▶ _Given problem_: Copy the listing below again, from its first line up to and including the line with "[[[36,863],[38,873],[76,873],[78,842],[54,841]]]".

▶ _The records_:
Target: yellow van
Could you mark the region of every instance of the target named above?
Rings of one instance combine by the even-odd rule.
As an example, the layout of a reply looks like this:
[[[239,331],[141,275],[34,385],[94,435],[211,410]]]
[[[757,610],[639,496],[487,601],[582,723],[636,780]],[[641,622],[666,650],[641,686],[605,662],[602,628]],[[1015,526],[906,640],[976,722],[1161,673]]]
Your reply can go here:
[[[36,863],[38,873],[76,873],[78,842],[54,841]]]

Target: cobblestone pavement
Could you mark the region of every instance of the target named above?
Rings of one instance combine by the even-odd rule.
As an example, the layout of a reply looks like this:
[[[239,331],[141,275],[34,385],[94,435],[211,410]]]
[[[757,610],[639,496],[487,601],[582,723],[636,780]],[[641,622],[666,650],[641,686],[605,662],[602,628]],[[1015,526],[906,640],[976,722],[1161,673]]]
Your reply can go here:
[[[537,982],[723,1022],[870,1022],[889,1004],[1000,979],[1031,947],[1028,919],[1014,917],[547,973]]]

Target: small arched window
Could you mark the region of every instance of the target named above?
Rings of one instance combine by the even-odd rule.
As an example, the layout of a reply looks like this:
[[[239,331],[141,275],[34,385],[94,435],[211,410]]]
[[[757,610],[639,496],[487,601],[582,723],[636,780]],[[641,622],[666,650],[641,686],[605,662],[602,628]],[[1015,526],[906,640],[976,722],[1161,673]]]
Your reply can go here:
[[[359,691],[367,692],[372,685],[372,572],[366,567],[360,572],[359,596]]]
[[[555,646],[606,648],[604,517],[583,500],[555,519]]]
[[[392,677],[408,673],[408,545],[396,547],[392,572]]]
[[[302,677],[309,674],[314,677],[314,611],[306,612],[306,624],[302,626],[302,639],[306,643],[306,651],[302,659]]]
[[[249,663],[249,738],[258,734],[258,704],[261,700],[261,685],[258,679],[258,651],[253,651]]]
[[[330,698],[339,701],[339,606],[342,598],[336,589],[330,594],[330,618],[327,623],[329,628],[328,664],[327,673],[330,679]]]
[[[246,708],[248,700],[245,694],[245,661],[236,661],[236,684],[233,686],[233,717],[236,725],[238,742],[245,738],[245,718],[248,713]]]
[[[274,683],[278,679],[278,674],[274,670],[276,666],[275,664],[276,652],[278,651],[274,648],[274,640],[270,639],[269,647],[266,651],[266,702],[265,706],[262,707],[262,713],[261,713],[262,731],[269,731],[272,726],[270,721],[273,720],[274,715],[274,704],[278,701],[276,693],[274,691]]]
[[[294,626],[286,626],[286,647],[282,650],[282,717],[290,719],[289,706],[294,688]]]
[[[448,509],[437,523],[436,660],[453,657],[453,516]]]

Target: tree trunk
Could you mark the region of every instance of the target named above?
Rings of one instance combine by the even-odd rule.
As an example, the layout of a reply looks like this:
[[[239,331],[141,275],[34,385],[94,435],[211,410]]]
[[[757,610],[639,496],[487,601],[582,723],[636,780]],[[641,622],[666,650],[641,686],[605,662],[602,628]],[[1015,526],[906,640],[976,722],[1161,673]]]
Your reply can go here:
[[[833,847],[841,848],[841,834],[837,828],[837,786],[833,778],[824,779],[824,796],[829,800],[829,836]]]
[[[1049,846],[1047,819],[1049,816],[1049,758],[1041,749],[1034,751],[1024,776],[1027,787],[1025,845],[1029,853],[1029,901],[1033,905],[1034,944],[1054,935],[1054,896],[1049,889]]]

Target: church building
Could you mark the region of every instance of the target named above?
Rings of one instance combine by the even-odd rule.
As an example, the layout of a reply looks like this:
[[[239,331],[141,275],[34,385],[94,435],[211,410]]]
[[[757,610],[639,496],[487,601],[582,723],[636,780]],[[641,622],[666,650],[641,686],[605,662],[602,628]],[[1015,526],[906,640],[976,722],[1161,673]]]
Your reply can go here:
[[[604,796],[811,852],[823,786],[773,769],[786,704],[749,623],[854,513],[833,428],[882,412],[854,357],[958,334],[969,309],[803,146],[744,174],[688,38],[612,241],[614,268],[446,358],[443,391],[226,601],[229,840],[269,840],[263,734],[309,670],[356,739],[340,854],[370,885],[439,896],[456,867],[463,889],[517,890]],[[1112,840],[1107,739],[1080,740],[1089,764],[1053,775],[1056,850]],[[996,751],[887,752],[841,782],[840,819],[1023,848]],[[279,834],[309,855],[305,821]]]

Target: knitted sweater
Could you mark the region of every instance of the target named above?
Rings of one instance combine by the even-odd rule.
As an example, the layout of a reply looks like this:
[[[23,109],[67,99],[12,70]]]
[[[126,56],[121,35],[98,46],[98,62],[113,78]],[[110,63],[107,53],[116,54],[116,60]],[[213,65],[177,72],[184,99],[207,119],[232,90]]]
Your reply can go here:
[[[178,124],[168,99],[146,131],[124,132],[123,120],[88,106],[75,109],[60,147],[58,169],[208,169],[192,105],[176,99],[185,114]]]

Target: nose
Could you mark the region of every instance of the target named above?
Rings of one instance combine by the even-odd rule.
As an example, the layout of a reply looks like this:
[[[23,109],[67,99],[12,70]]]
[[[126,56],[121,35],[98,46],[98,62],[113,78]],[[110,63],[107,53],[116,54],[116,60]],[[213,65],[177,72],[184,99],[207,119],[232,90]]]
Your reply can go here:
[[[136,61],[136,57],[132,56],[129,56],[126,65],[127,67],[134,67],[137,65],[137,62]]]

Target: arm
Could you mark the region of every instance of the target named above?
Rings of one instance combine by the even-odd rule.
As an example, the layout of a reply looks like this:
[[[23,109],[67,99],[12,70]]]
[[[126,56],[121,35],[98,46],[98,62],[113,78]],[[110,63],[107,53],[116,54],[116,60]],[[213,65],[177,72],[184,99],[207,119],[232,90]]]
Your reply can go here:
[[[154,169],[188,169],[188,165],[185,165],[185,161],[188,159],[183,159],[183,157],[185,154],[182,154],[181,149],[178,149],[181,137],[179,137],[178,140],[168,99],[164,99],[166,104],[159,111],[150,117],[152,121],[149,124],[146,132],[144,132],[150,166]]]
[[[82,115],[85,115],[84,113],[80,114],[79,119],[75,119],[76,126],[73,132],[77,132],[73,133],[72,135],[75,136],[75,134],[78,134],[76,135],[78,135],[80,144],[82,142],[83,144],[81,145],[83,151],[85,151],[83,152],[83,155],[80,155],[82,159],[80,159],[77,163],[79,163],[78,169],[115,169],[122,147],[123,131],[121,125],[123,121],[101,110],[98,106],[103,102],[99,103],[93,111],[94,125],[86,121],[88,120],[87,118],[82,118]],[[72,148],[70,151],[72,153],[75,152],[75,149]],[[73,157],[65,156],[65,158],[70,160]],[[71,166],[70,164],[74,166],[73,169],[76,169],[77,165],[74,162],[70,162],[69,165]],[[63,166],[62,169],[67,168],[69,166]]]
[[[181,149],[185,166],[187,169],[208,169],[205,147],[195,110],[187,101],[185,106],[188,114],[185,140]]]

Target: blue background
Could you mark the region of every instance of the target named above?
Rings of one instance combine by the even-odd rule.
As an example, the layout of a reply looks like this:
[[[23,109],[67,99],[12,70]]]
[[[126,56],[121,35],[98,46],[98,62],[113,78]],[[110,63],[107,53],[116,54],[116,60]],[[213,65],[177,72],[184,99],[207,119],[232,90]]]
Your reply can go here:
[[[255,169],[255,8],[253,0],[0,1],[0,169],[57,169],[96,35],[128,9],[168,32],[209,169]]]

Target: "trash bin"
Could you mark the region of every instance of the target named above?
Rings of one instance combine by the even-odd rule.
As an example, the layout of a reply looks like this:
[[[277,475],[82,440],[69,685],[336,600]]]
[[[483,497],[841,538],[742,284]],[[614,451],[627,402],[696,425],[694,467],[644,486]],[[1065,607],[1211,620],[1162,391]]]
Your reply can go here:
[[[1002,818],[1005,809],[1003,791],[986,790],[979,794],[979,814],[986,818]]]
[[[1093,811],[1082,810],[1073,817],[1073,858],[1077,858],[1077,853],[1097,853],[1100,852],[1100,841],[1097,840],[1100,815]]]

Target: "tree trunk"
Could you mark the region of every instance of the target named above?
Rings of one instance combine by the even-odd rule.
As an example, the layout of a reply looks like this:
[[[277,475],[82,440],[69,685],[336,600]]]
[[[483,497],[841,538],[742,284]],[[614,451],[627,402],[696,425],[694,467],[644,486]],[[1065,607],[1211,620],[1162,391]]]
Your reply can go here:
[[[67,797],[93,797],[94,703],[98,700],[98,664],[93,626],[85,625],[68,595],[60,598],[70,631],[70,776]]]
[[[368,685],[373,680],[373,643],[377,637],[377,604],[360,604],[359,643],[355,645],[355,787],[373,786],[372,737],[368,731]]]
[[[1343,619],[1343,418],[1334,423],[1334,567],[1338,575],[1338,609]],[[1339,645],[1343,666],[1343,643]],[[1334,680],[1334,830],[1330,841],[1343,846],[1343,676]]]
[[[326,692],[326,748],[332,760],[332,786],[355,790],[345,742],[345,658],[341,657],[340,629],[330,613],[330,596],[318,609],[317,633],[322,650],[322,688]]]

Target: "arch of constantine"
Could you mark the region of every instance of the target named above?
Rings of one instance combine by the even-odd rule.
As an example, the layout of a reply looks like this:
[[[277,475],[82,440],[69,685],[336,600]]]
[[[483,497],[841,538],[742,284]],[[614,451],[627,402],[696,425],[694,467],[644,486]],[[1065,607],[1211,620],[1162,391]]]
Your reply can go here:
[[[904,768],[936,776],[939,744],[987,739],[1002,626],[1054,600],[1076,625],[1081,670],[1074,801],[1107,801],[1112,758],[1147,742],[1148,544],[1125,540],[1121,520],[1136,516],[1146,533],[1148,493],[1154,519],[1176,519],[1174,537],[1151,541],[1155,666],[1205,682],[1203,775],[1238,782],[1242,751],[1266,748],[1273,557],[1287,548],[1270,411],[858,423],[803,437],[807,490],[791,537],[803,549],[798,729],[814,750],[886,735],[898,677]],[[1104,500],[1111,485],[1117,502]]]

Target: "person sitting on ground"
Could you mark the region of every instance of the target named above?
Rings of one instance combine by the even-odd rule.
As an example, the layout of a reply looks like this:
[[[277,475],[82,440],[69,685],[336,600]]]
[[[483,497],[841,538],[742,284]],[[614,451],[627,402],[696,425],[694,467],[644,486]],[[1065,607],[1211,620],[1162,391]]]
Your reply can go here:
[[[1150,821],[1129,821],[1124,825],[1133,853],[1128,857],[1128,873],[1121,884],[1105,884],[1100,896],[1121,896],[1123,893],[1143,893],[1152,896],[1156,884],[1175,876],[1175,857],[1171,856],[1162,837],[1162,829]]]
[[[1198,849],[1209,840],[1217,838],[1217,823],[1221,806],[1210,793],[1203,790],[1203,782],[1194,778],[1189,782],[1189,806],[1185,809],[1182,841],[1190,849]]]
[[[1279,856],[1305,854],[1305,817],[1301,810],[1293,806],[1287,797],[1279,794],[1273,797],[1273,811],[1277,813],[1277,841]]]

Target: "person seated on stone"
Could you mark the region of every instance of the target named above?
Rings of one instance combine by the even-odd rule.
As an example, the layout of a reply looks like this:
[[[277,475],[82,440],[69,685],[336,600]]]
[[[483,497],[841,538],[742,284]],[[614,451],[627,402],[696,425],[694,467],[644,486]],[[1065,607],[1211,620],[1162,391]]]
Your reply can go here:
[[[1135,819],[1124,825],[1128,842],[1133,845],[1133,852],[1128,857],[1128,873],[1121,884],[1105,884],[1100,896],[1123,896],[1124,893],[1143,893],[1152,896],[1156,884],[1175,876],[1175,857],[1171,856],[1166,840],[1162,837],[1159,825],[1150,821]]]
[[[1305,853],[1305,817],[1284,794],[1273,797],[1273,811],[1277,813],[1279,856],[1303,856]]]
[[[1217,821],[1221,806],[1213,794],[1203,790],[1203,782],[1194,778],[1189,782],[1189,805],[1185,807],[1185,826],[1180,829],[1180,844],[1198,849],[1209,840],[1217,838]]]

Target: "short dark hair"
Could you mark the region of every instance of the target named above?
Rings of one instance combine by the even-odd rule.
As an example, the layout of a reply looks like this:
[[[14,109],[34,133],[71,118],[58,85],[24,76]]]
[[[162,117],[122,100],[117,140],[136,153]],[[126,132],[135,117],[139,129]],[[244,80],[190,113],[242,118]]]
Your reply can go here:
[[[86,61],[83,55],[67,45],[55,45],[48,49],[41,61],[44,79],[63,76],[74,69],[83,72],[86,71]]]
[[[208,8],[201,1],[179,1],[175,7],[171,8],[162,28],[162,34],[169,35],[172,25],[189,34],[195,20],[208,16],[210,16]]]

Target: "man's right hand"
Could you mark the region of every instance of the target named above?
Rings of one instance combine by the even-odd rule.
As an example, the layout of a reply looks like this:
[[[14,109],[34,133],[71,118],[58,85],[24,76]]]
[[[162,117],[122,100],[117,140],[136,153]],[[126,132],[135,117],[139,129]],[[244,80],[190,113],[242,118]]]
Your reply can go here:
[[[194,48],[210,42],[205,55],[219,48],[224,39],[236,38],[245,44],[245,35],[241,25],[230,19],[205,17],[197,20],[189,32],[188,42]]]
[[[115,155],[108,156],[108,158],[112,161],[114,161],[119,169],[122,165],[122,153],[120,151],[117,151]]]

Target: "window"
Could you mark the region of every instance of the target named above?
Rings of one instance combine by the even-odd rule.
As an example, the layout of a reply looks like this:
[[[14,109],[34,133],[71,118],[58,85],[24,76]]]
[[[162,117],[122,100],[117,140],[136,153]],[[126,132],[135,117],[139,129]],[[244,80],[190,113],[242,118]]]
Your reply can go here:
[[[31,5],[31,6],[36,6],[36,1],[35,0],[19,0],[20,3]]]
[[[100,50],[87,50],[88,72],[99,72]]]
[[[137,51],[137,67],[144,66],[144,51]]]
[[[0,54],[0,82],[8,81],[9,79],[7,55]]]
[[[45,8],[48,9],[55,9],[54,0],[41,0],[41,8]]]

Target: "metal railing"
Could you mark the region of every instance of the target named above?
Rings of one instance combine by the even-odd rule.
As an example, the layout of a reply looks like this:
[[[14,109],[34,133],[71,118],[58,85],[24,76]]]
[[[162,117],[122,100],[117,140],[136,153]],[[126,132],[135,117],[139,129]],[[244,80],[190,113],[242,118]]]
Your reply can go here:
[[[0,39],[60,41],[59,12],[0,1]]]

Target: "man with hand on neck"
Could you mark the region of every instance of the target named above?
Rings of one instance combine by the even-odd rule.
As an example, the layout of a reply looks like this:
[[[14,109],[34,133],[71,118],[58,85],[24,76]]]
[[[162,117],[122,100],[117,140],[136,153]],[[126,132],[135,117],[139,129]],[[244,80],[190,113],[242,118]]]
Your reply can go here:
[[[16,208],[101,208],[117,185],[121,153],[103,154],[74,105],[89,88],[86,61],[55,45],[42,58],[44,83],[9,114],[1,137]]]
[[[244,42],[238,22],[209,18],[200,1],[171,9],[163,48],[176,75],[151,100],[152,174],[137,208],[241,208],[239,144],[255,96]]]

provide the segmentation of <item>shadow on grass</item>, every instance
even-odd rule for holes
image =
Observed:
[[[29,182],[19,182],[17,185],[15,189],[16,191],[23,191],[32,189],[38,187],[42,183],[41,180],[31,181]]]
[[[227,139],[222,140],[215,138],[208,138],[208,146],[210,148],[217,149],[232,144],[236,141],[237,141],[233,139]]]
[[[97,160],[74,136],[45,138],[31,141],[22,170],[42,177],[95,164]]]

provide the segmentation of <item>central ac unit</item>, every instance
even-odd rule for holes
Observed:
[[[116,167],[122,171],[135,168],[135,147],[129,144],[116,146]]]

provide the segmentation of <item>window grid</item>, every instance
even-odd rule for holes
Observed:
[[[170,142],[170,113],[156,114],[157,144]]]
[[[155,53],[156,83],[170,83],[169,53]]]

▶ _Solution_:
Target: yellow van
Could you mark the region of every instance of the target named above?
Rings of one instance combine by the even-odd rule.
As an example, the layout of a reply looks like this:
[[[239,331],[141,275],[34,385],[94,435],[211,410]]]
[[[757,610],[639,496],[487,601],[582,723],[636,780]],[[641,622],[666,650],[641,686],[605,662],[602,628]],[[1015,526],[906,640],[976,722],[1161,673]]]
Your reply can go here:
[[[36,863],[38,873],[76,873],[78,842],[54,841]]]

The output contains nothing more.